Return each of the following entries verbatim, omitting the pictures.

——

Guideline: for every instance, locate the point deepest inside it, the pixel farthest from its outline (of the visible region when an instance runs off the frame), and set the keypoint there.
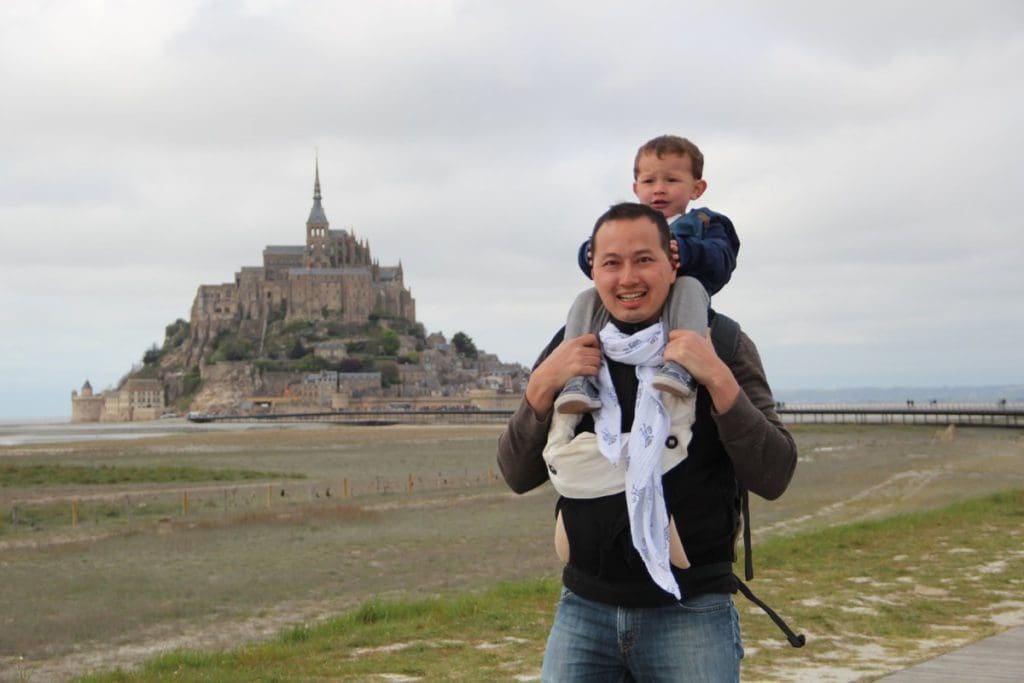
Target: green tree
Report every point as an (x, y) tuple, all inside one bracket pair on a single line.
[(464, 345), (297, 350), (152, 355), (389, 341)]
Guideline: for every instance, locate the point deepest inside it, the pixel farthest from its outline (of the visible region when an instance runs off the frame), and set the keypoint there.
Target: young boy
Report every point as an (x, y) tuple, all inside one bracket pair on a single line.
[(667, 175)]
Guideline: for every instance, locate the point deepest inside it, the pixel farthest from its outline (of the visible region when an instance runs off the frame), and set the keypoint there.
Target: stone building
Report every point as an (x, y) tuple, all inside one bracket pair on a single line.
[(332, 276), (135, 399), (86, 407)]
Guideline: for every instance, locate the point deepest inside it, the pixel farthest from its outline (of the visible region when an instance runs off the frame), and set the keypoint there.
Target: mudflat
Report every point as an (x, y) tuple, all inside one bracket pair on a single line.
[(342, 514)]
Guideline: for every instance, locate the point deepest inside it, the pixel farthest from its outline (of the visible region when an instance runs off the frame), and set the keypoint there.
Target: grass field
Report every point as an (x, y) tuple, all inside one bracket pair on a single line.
[(116, 590)]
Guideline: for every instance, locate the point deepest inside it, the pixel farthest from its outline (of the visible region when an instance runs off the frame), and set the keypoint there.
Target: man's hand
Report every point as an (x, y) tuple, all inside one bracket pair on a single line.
[(674, 249), (696, 353), (581, 355)]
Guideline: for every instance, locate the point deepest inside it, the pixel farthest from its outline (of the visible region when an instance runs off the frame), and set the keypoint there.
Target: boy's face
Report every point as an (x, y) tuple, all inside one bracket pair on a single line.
[(667, 183), (631, 270)]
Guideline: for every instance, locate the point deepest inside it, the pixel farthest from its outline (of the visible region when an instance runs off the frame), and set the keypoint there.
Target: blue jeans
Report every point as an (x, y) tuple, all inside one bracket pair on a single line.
[(696, 640)]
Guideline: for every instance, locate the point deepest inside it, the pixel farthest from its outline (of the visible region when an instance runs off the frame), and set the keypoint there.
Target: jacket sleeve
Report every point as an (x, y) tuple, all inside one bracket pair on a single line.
[(713, 258), (763, 453), (520, 447)]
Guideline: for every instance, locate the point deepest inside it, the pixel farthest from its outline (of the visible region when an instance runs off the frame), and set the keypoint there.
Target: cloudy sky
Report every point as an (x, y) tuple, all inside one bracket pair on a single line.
[(870, 157)]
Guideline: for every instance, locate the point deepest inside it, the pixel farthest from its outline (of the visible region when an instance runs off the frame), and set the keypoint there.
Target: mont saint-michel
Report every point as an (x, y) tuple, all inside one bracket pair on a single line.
[(316, 327)]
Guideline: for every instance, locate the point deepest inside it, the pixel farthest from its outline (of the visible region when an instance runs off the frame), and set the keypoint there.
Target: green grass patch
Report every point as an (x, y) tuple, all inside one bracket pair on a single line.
[(886, 586), (12, 475)]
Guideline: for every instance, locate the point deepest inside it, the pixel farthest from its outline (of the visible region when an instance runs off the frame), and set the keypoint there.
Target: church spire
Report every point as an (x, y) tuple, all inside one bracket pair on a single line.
[(316, 215), (316, 196)]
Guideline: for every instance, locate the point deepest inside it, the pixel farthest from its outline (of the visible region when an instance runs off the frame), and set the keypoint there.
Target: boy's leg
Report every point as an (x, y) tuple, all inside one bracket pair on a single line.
[(580, 393), (686, 308)]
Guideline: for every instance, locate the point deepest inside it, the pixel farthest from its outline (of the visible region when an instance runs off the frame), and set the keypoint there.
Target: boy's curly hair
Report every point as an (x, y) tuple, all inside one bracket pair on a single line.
[(671, 144)]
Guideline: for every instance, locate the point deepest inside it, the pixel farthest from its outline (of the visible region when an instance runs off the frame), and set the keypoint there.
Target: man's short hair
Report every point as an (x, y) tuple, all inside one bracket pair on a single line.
[(630, 211), (671, 144)]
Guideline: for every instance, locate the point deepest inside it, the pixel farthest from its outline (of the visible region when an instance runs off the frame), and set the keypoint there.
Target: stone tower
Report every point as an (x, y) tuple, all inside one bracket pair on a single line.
[(318, 247)]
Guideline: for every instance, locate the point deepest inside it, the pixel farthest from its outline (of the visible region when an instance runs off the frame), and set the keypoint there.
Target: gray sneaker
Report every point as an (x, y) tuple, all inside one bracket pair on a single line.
[(579, 395), (675, 379)]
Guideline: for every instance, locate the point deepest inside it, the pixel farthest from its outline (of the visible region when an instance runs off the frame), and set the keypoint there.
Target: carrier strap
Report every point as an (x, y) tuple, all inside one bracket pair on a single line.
[(797, 640)]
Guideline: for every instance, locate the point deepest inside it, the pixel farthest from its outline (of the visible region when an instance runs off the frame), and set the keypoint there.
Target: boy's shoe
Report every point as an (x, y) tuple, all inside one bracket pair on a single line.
[(579, 395), (675, 379)]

——

## [Completed task]
Guideline: for every instance, locate the point deepest inside it, the pixel farthest from its outline (of the visible region when an instance runs off the frame), and set the keypoint there.
Target: green tree
Report every point as an (x, y) tuple, all inside one bracket pair on a single line.
[(464, 345), (297, 350), (152, 355), (389, 341)]
Guideline: for every instance, locate the point deepest inside it, the pixel farthest from its outline (of the visible region when an instance runs off the frame), and set the keypoint there.
Target: young boy
Report every point as an (x, y) tuple, all inside one bracket pair on a single line.
[(667, 175)]
Guideline: for every instance, locate the point deepest inside it, the pixel farthest from its outline (of the visible region when an instance runs off the frame), and set the keypoint there.
Target: stone building
Report every point as an (x, y) tuple, all inside one bracket pair on a single line.
[(332, 276), (135, 399), (86, 407)]
Guideline: for every instance, locate the point deepest inside it, the pixel farthest from its outline (of the visible region when an instance runs off the frame), and set the keypoint there.
Target: mudflat
Report every point as an (x, y) tuple, all inside one bracket pair on a single line.
[(342, 514)]
Guideline: for every instance, locate the point deepest inside it, the pixel farthest from its outline (of the visible region when an instance runs off the frame), and set the keypoint there.
Target: grass field
Report every point as an (x, y) tuple, all inside one bracket pair on a single line.
[(116, 590)]
Guideline: for every instance, locate the point deepest inside it, the pixel farthest from its outline (of the visible region when an instance runs off the frame), and set the keypoint there.
Target: man's hand
Report every point as an (x, y) tuple, all inside one bracket pair on a single line.
[(674, 249), (696, 353), (581, 355)]
Guideline: for every instance, locate the point deepest inside it, the pixel farthest from its outline (of the visible region when an instance runs off the frame), and set the keypoint there.
Target: boy's face
Report every point as an (x, y) tuple, all inside one bracket pair on a single line.
[(667, 183), (631, 270)]
Guideline: for every instance, locate the point deepest inside it, the pixel farthest from its outline (of the visible region when an instance runs off the frame), and set the keypoint there.
Target: blue jeans
Report every point as an (x, y) tuple, all inside one bracket pair on a single line.
[(696, 640)]
Guideline: for every instance, locate the point deepest inside it, the pixel farthest from its outline (of the visible region when an instance runs off the frame), and set the keypoint there.
Target: jacket sleeve
Report every point as an (x, y) tuple, all inside one bracket pair on a single line.
[(713, 258), (763, 453), (520, 447)]
Guideline: for every instance, locate the point deepest inside it, the pixel farthest from its outline (of the visible region when an instance runs off the frame), and set the keypoint there.
Target: cloudy sky
Report every point as an (x, y) tuple, all inside one bracket pair on a single line.
[(870, 157)]
Guideline: for every instance, locate the point deepest inside it, the pixel farthest from its outline (of the visible region when an instance runs off the frame), and set the keypoint there.
Target: mont saint-michel
Report every point as an (x, y) tuple, all inside one bracket pair on a single line.
[(316, 327)]
Guideline: for every instance, locate the point deepest inside it, the pixel farthest from its outline (of the visible region when an instance runs off the frame), and set the keypoint there.
Target: green grass patch
Report every point as an (x, y) tuple, all inside one bracket pair on a single line.
[(886, 586), (12, 475)]
Guideline: for every instance, locate the point deepest inside it, the pixel farthest from its outline (of the visible region when an instance runs off the frame), and set the keypoint there.
Target: church spire
Report every point as an (x, y) tuple, all inside one bracket pair on a single line.
[(316, 215), (316, 196)]
Guideline: for every instance, locate the point deepest inside it, the pixel farthest from its outline (of the visible region when an instance runs off the frame), and set the keypoint there.
Target: boy's leg
Report every point as an (x, y) tuple, all inside one bracket pair on a single line.
[(580, 393), (686, 308)]
Guideline: for every instance, locate the point deepest inside it, the pixel farthest from its outline (of the visible region when an instance runs off the frame), and set the keypoint there.
Target: boy's curly hair
Report every point as an (x, y) tuple, all inside one bracket pair on a single line.
[(671, 144)]
Guideline: for every instance, locate the point deepest inside it, the pixel farthest from its outline (of the visible region when an instance runs off the frame), and set the keypoint there.
Target: man's short hair
Report every point as an (x, y) tuple, all inside one bracket pair on a single line.
[(630, 211), (671, 144)]
Guideline: for every instance, locate the point deepest inside it, the pixel farthest from its outline (of the visible region when an instance runs off the frame), and set the keypoint there.
Target: stone tower
Report every point as an (x, y) tuple, all inside one bracket pair on a single line.
[(318, 247)]
Guideline: for every instance, locate the point deepest inside it, the pixel farthest from its outline (of the visible region when an instance runs off the frame), and set the keypoint there.
Target: gray sneaker
Report every point as an (x, y) tuple, all inside one bracket pair on a single line.
[(579, 395), (675, 379)]
Guideline: for every instance, locate the point deepest inside it, the pixel farthest from its outline (of the visible region when an instance runs off the frame), and set the keypoint there.
Target: carrier strap
Report every point as an (x, y) tuple, all inside one bracket pair on a single line.
[(797, 640)]
Guideline: for every instance, locate the point deepest inside it, the pixel farthest from its outline (of the visible region when an instance runs off the frame), and set the keypoint there.
Target: boy's shoe
Report every point as an (x, y) tuple, all inside one bracket pair on a single line.
[(579, 395), (675, 379)]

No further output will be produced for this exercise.